(Reading text)
########

GOP’s real problem

Poor Newt. The GOP’s beloved policy wonk, long revered as an innovative thinker, quickly discovered how unforgiving his party can be for those who trespass against its conventional wisdom.

The only real question now is whether Gingrich emulates John McCain by surrendering any claim to intellectual independence before he bombs out of the GOP race, which otherwise seems assured.

Like Sarah Palin and Donald Trump before him, Gingrich finds himself under fire in what would look like another coordinated assault, except of course these things are always called a coincidence.

First it was Palin. Long the darling of the conservative media, it finally dawned on the GOP establishment — watching her negative poll numbers climb — that she can’t beat President Obama, and isn’t making any real attempt to become “serious” by boning up on the issues.

But the GOP’s real problem? To paraphrase columnist Clarence Page, the GOP candidates with the best chance of beating Obama appear to have the least chance of winning the party’s nomination.

http://www.pnj.com/article/20110521/OPINION/105210310/Editorial-GOP-pack-turns-Newt?odyssey=mod%7Cnewswell%7Ctext%7CFRONTPAGE%7Cp

Worse, Palin was also a darling of the mainstream media and was getting more attention than anyone else in the GOP. So conservative pundits began attacking her. (Athough it must wound Gingrich, the idea man, to see a recent poll putting him behind her, the woman with hardly any.)

########

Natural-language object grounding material
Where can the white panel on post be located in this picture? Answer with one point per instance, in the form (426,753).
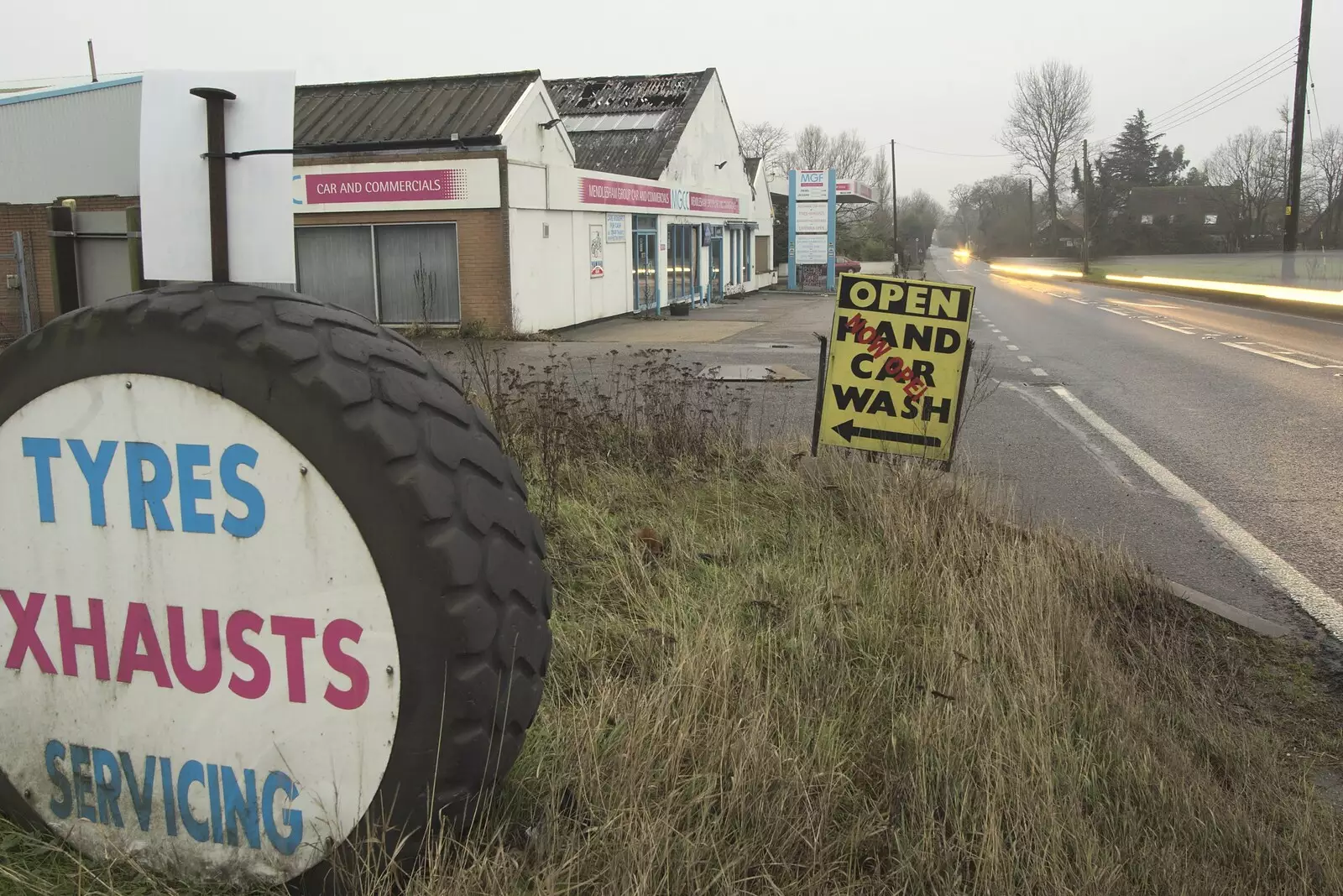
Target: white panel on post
(175,181)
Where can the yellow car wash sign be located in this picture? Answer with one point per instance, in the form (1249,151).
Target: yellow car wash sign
(897,351)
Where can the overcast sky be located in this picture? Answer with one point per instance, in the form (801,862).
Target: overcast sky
(935,76)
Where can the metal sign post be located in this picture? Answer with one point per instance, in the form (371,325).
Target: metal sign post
(215,98)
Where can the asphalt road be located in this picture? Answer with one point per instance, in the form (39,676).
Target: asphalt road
(1205,436)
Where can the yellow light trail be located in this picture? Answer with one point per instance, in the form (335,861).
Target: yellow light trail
(1033,271)
(1286,293)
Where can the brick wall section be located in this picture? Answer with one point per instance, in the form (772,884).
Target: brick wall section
(30,221)
(33,221)
(483,242)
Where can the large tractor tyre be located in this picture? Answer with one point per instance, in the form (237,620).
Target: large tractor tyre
(420,470)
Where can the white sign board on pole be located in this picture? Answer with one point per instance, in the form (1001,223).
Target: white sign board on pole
(175,180)
(812,248)
(813,217)
(813,185)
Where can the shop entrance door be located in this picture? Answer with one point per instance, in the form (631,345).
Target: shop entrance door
(645,247)
(716,268)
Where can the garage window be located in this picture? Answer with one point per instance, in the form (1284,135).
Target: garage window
(389,273)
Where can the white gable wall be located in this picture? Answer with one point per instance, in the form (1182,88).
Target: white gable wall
(709,138)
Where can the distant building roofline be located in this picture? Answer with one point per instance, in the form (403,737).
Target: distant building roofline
(38,93)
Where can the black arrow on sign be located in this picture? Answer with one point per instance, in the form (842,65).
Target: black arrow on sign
(848,431)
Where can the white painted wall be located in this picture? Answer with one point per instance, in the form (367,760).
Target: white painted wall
(709,138)
(552,286)
(524,137)
(762,211)
(525,184)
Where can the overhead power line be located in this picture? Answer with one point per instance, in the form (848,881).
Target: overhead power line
(1204,110)
(1228,87)
(944,152)
(1267,60)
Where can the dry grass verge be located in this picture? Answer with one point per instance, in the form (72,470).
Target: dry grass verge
(776,675)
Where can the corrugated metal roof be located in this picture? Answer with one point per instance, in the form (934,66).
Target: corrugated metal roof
(635,154)
(422,109)
(82,143)
(49,91)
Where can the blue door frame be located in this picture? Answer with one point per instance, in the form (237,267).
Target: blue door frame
(645,247)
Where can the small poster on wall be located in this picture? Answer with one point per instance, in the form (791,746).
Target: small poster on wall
(595,251)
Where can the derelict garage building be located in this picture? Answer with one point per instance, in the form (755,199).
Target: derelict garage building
(427,201)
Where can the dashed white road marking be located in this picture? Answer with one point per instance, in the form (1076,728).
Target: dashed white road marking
(1170,326)
(1271,354)
(1282,575)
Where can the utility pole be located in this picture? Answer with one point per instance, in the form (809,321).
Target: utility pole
(1085,228)
(895,215)
(1291,219)
(1031,215)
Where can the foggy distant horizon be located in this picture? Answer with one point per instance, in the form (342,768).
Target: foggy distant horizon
(942,91)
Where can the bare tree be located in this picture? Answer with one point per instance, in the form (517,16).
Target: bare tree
(766,141)
(1326,157)
(845,152)
(1051,113)
(962,211)
(810,149)
(1252,164)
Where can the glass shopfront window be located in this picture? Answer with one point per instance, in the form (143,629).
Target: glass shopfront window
(389,273)
(682,251)
(645,246)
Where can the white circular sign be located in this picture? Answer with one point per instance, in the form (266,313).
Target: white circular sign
(196,655)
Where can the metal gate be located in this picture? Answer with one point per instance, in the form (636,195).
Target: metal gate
(17,260)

########

(Your objective)
Please answer from the GOP article: whose words does it paraphrase in describing the party's real problem, and what is that problem?

(Answer)
It paraphrases columnist Clarence Page: the GOP candidates with the best chance of beating Obama appear to have the least chance of winning the party's nomination.